*SHORT TASK*
Continue the text below on Tom Nairn's political thought from the point where it stops.

*SOURCE EXCERPT*

Thelma Walker: The English question
Tom Nairn’s The Breakup of Britain, recently republished at the height of the Brexit debate, made it clear to me that the deep, underlying issues within British politics and the question of the monarchy are still not being addressed.
In particular, Nairn helped me fully to consider the possible future for English politics if England were left clinging to the relics of the British empire in splendid isolation. What if, as Nairn propounds, Scottish and Welsh independence were achieved, along with Irish unification? What would the English political landscape look like?
Nairn spoke of, ‘a generation that overwhelmingly supports liberation from Downing Street’. I believe he was right; we definitely need to wrench political control from Westminster and build an alternative.
Pat Kane: Civic nationalism
Tom Nairn’s greatest achievement for the movement for Scottish independence was probably to provide the intellectual underworking for a shift towards civic nationalism, away from ethnic nationalism.
Nairn’s influence was evident in the specifics of the franchise in the 2014 independence referendum. The right to vote was based on duration of residence, and consistent fiscal contribution, not any conception of ‘roots’ or ‘race’. The hard-working, patriotic Scottish Pole or Syrian had a right to vote over any ‘authentic’ Scot scattered across the diaspora. Civic, not ethnic.
Nairn demonstrated how the nationalist process was a response to capitalism’s uneven development. This enabled the people of ‘the peripheries’ to exercise collective self-determination, based on how well they ‘imagined their community’.
The grandeur of Nairn also comes from his leftist cosmopolitan commitments, and the way he drew on them to build a model for ‘nationality politics’ in Scotland and beyond. We may know of the Tom Nairn-Perry Anderson thesis: it explains the ‘glamour of backwardness’ in British-state politics as an outcome of the compromised revolution of 1688, by comparison with European vigour.
Tom’s experiences in Italy, France and central Europe provided him with a template of the European ‘good life’: a place where art, politics and conviviality merged. Until the end, he thought that was possible not just for Scotland but for the English too, liberated from the post-imperial rictus of the British state. In the words of his most celebrated book, the ‘break-up’ of Britain would be a liberation for all.
Daniel G. Williams: The future of Wales
Unlike most commentators on Scottish nationalism, Tom Nairn was also interested in Wales. He noted the civic nature of Scottish nationalism with its focus on the state, and the more culturalist form that neo-nationalism took in Wales. He made a lacerating attack on theories of ‘cultural colonialism’, which lumped ‘too many different things together’.
Nairn identified two ‘types of nationalist dilemma in western Europe’: the under-development of pillaged regions and the over-development of epicentres of industrialisation. Scotland was an over-developed nation, with its nationalism focused on statehood. Wales, argued Nairn, ‘does not belong neatly’ to either category, sharing many of the features of forced rural under-development while also being a ‘great secondary centre of the European industrial revolution’.
If Welsh nationalism could ‘arrive at a political integration’ of the nation’s ‘contending’ civic and ethno-linguistic elements, then there was hope for others too.
Nairn concluded that because of Wales’ unusual suspension ‘between the standard alternatives of European neo-nationalism’ its future trajectory was ‘likely to be far more influential in the long run’ for ‘its position could be symbolically depicted as dead centre’. Whether that future is ‘Welsh European’ or ‘West Britain’, he might yet be proven right on this as he was on so much else.
In his own words: from ‘Step backward, leap forward’ (Red Pepper, January 2014)

Extracted data entries

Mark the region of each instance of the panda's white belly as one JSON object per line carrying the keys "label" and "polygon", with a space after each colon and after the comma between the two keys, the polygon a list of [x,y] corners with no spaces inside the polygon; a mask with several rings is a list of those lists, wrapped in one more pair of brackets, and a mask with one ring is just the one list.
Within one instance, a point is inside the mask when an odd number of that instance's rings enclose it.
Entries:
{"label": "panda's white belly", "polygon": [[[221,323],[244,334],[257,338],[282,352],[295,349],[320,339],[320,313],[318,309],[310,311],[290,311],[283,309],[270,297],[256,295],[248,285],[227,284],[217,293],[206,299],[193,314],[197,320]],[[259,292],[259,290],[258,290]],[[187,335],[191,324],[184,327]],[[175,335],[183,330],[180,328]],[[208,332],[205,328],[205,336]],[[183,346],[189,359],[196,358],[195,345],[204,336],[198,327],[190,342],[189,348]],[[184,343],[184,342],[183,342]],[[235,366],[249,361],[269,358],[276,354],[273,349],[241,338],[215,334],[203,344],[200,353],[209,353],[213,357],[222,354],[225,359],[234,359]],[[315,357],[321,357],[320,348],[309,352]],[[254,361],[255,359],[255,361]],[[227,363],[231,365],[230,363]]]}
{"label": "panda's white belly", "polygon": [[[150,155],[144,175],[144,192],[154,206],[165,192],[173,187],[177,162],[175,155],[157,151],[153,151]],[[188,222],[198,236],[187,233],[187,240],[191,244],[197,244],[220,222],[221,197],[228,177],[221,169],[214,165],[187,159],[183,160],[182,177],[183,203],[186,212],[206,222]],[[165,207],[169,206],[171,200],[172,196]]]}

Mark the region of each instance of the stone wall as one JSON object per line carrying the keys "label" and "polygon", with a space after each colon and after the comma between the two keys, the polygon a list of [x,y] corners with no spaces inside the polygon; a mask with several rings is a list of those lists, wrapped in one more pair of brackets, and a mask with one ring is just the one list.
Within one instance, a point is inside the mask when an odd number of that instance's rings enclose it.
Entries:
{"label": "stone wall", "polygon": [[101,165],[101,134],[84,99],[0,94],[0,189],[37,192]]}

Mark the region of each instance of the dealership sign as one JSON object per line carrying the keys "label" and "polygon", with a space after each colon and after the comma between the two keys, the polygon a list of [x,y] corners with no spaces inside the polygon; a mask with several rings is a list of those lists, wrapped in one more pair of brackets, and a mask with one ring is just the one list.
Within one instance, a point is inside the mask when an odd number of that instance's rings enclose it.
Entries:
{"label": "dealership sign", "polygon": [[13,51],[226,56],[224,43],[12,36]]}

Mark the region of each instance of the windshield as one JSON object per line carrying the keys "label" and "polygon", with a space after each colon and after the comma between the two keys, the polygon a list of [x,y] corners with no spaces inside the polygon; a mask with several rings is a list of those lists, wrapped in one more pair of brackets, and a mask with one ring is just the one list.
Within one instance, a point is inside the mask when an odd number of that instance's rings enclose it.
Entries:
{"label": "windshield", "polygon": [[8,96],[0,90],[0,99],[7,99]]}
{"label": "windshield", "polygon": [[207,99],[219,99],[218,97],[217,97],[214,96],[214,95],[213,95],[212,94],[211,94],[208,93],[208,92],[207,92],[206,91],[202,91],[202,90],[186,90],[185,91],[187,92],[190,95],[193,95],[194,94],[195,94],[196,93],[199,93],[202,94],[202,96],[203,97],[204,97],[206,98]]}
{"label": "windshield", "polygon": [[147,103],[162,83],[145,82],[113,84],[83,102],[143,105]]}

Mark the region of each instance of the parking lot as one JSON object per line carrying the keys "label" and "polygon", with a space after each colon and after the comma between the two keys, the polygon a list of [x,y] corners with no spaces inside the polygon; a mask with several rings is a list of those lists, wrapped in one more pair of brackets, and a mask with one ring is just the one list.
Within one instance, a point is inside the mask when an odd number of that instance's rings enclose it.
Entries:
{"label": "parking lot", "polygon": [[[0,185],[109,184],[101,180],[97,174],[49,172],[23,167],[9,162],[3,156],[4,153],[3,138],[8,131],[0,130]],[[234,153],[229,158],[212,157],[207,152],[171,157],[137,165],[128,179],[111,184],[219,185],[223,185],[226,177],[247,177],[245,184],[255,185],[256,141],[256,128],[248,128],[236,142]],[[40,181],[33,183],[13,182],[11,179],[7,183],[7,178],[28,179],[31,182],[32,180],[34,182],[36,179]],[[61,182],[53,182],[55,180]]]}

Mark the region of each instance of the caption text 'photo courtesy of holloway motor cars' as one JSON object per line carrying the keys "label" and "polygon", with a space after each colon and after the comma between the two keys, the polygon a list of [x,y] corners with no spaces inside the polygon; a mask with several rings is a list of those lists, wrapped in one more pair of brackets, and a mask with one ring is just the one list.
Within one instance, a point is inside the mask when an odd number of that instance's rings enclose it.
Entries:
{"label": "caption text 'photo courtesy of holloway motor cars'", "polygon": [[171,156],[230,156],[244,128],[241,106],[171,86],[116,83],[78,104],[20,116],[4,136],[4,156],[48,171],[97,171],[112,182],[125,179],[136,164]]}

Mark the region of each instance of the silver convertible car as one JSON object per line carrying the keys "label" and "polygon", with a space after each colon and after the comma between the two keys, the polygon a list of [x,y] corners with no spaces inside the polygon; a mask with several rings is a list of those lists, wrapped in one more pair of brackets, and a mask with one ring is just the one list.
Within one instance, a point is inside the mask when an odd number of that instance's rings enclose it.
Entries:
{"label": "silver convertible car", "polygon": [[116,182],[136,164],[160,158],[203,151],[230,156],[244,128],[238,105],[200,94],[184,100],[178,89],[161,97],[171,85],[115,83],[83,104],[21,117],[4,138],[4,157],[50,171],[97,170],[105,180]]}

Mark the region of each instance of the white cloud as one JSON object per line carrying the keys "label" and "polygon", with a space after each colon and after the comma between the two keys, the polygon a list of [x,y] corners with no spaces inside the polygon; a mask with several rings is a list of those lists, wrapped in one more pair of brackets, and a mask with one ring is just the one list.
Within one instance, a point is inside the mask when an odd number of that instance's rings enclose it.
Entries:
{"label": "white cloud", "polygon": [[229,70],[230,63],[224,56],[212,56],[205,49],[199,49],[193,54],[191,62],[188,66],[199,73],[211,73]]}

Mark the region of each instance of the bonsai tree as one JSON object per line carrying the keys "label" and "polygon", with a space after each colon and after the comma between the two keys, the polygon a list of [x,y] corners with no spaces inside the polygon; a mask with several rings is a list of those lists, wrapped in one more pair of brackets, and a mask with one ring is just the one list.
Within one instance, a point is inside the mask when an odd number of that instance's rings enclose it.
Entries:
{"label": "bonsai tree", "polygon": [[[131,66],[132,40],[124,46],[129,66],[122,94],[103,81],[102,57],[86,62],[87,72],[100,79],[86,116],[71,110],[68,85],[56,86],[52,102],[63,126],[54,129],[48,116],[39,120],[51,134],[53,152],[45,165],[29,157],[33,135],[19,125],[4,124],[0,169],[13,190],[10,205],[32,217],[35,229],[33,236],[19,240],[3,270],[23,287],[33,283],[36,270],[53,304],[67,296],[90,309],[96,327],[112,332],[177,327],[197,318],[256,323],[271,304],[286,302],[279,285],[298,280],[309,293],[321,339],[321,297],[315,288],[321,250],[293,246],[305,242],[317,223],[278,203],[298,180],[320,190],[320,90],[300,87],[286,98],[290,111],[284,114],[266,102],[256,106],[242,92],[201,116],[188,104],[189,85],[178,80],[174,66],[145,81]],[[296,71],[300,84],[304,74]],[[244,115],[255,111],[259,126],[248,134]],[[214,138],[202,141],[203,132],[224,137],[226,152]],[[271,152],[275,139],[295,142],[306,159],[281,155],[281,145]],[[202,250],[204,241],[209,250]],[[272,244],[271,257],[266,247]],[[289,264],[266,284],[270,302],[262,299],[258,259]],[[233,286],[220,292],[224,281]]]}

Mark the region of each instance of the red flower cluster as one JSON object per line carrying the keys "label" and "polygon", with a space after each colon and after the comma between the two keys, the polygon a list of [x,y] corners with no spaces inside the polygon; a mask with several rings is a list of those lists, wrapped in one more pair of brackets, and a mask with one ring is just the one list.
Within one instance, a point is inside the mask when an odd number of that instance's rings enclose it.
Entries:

*FINAL RESULT*
Writing on the eve of the Scottish independence referendum, Nairn highlighted how new forms of governance are being sought to counterbalance the hyper-empire of global capitalism. Scotland is developing its own resistance, he wrote, and England could follow suit:
In his Brief History of the Future, the political philosopher Jacques Attali suggests that ‘more than a hundred new nations could be born in this century’ in reaction to what he sees as the ‘shock wave’ of capitalist-led globalisation. Scotland is in the middle of his list, in between Catalonia and Kurdistan.
Attali argues that capitalism’s victory in the cold war has led to ‘l’hyperempire’, a definitively polycentric world where democracies have found no alternative to swimming with the capitalist tide, but as a result are compelled to find new ways of living with it. Hence novel modes of adaptation are required, to assert (or reassert) themselves against the triumph of faceless markets.
Originally, capitalism arose among early modern city states and smaller societies such as the Netherlands, Belgium, pre-imperial England, Scotland and south Wales. Their successors today will depend upon ‘hyper-democracy’ to ‘counter-balance’ the pressures of advancing globalisation – like the constraints of City finance-capital in Great Britain.
One difficulty was that the course of what one might call ‘first-round’ industrialisation initially demanded communities of a certain scale – societies smaller than the great empires of antiquity, yet large enough to foster adequate markets, working classes and urban conglomerations. Only there could anything like contemporary ‘economic’ living (something like England’s model) develop – and compete against one another through the rapids of the industrial revolution’s first wave. This explosion in turn favoured an aggressive, often war-like culture.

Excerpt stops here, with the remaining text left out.